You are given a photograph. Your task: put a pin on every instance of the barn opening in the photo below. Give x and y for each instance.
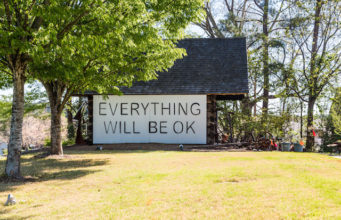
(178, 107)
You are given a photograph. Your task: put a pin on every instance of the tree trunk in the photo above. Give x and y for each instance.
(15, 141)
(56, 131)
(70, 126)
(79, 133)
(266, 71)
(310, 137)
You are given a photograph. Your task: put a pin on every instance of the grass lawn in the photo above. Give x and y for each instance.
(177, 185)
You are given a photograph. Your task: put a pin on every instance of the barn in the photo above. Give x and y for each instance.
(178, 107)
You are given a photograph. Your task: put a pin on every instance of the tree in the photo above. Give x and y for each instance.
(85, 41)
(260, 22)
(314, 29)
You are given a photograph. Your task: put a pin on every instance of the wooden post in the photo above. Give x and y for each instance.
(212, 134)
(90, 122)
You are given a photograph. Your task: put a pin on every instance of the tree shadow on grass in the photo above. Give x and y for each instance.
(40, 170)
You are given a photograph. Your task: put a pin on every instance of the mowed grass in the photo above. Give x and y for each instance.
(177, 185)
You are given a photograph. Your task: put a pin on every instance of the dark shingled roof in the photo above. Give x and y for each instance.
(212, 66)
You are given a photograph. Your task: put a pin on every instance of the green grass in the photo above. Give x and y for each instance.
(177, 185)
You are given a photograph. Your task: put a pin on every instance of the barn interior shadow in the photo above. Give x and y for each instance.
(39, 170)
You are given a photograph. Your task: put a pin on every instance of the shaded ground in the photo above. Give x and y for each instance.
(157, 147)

--

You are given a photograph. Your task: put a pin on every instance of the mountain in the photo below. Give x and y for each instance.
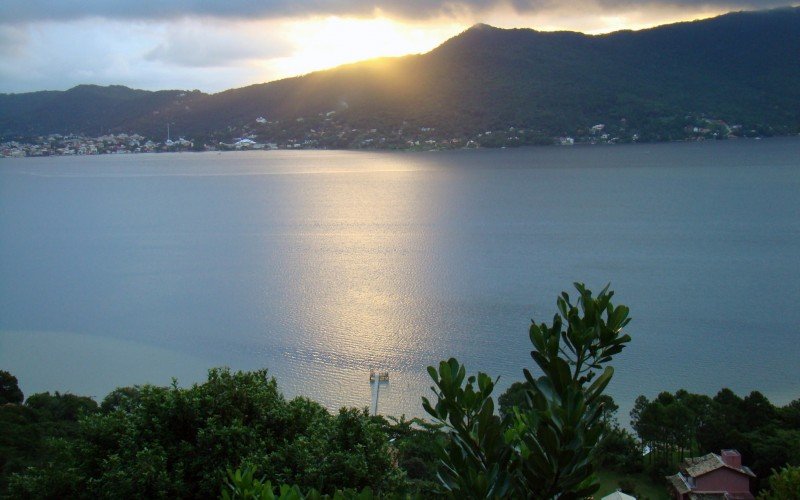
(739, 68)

* * *

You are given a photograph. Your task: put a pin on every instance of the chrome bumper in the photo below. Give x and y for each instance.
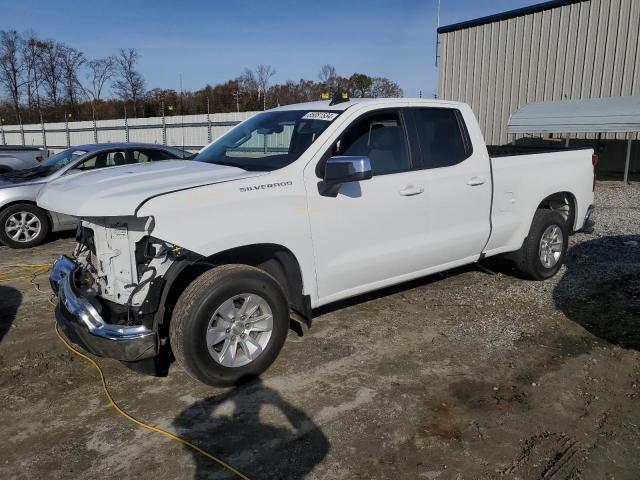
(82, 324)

### TO DO
How many lines in the entries above contain the word "below"? Reply with the number alone.

### REPLY TO THE EXERCISE
3